- [Exercise task]: Return all entries precisely as they stand, without the images.

** Start of Records for processing **

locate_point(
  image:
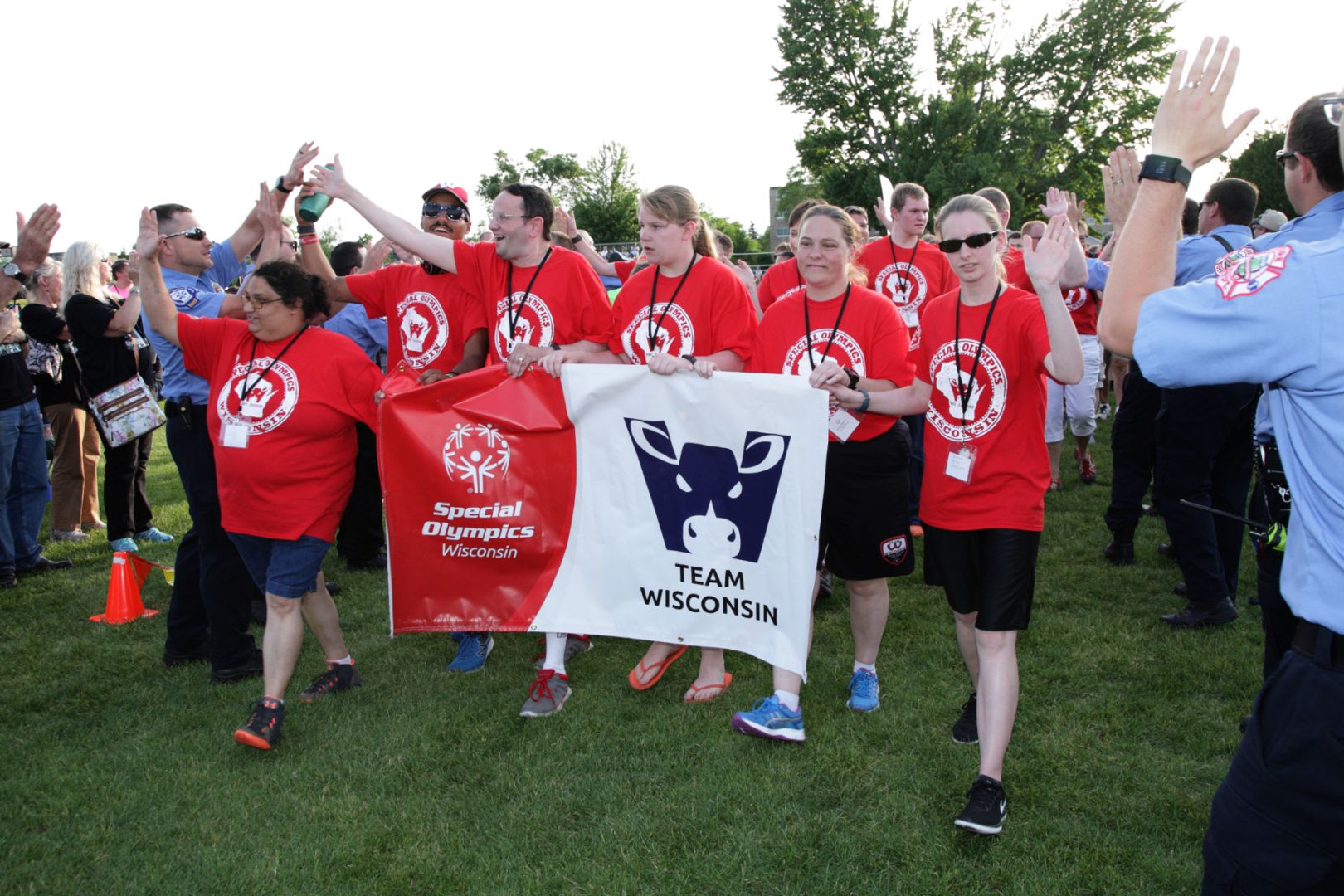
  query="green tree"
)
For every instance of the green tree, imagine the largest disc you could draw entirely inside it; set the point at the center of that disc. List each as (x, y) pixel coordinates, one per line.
(1042, 113)
(608, 201)
(1257, 165)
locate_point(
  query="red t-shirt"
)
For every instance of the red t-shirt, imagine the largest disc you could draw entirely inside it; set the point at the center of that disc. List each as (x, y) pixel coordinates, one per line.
(566, 304)
(1082, 305)
(295, 475)
(871, 340)
(1006, 414)
(713, 314)
(778, 281)
(429, 316)
(908, 277)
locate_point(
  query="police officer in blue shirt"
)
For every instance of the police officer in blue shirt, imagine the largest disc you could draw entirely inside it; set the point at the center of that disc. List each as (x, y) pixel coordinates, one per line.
(1274, 316)
(212, 592)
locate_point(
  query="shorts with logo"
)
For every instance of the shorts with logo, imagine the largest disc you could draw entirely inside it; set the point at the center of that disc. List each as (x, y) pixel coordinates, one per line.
(286, 568)
(866, 508)
(991, 572)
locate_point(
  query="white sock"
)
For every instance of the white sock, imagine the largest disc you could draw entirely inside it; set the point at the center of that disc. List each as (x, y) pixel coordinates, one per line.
(555, 652)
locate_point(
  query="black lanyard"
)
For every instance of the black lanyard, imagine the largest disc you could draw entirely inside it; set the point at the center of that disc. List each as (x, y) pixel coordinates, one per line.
(903, 281)
(249, 387)
(514, 314)
(654, 295)
(975, 366)
(806, 324)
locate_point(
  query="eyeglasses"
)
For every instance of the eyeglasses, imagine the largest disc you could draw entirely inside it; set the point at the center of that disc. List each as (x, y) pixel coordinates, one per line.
(975, 241)
(1333, 109)
(455, 212)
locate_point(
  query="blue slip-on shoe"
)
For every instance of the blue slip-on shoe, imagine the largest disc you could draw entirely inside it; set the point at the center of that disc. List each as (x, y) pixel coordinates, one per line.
(863, 691)
(472, 652)
(771, 719)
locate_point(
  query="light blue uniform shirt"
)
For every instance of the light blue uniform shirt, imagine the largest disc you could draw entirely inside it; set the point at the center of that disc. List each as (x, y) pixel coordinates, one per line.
(370, 334)
(199, 297)
(1195, 256)
(1274, 316)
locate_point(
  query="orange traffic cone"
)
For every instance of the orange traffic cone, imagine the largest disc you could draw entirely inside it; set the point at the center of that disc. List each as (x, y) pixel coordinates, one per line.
(124, 603)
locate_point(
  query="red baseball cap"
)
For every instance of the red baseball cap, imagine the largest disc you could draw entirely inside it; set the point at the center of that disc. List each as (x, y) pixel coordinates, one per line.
(446, 188)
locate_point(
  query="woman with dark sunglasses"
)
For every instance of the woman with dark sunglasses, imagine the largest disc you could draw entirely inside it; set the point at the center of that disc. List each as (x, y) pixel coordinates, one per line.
(980, 371)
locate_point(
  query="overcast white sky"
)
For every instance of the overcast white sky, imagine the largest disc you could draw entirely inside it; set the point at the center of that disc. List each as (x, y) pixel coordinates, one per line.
(414, 93)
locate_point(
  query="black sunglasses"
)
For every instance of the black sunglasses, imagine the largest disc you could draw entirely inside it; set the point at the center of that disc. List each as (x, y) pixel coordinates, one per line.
(455, 212)
(975, 241)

** End of Records for processing **

- [Completed task]:
locate_point(
  image:
  query="green tree"
)
For every instance of the green tree, imagine the largest disc you could draw entirely inside it; set the point at the center of that disc. List each as (x, y) pixel coordinates, one per line.
(1042, 113)
(608, 201)
(1257, 165)
locate_point(
  query="red t-shirt"
)
For every instance of the red t-shirt, imagine the largest disc you could draw entirely inside it; set the point at the center of that disc. List each as (x, y) pixel coordinates, one per line.
(566, 304)
(1082, 305)
(295, 475)
(871, 340)
(1006, 414)
(713, 314)
(778, 281)
(429, 316)
(908, 277)
locate_point(
  query="police officer in blue shirt"
)
For every instance of the police officer in blue shirt, imagine the largest disc you could draw entirely inside it; set the point at the center of that disc. List each as (x, y) pixel coordinates, one per line.
(1274, 316)
(212, 592)
locate_point(
  query="shorts with logo"
)
For every instance of the shorts with logo, imagine the largest disc you could draw entirely inside it; set the point at the center of that disc. List each as (x, y) pixel coordinates, one per line.
(286, 568)
(866, 508)
(991, 572)
locate_point(
  query="white sock"
)
For every instance of the white sock, imagine the largest disc you could draw entirely inside it; set the point at the center of that disc. List each as (x, y) pixel coordinates, one per line.
(555, 652)
locate_point(
  query="black lanyard"
)
For every instance of the black lanyard, imagine the largest disc you could draw entirely inside it; set the point at the center of that disc. List each as (x, y) pixel coordinates, one per line.
(903, 281)
(249, 387)
(514, 314)
(654, 295)
(975, 366)
(806, 324)
locate_point(
  query="eyeglasses"
)
For every instance of the eyeglasses, imagine the largest disc you could draw entirely inside it; set the point at the center of that disc. List each as (x, y) pixel coordinates, one per line.
(975, 241)
(1333, 109)
(455, 212)
locate_point(
  query="blue slip-on shoe"
)
For every instance of the blue slip-on shoe, imagine the largest disc you could draw entirely inside it; set the point at the center of that disc. List each as (x, y) pixel coordinates, one per line.
(863, 691)
(472, 652)
(771, 719)
locate_point(
  query="light blue uniform shirt"
)
For every instance of the light blue uniform shirt, imagine the largest disc you could draw entirely inside it; set the point at the center of that disc. List each as (x, y) pixel coordinates, one per line.
(370, 334)
(199, 297)
(1195, 256)
(1274, 316)
locate_point(
  query="orange traffic cone"
)
For every instance of the orange traffic cone, imagine the largest disc you could draw entirely inside it; set the point at the center of that disc. List each as (x, y) pixel coordinates, one per line.
(124, 603)
locate_point(
  query="red baseball cap"
)
For every instance of the red baseball cap, imagine the largest disc you could draw entirely inside it; set the point at the center of that disc. List each as (x, y) pixel coordinates, one per line.
(446, 188)
locate_point(
  query="woman with dark sunglasses"
)
For every instance of the woman with dark sunglasses, imagine the largest disc you could draw entirely inside it; set the point at the center of that disc. List each as (x, y) pixel coordinates, one per line.
(980, 371)
locate_point(
  query="overcast white sky"
)
For every instance of the overcast white sky, imagine the largest disc you could draw entirely inside it; set the point at the center of that disc. List each as (x, y) pixel coordinates, one per line.
(414, 93)
locate_point(
  query="black sunglasses"
)
For every instance of the black sunglasses, imagine the largest disc you could draw entirely inside it; set the point at the center of that disc. List each as (x, y) pixel coordinates, one per line.
(455, 212)
(975, 241)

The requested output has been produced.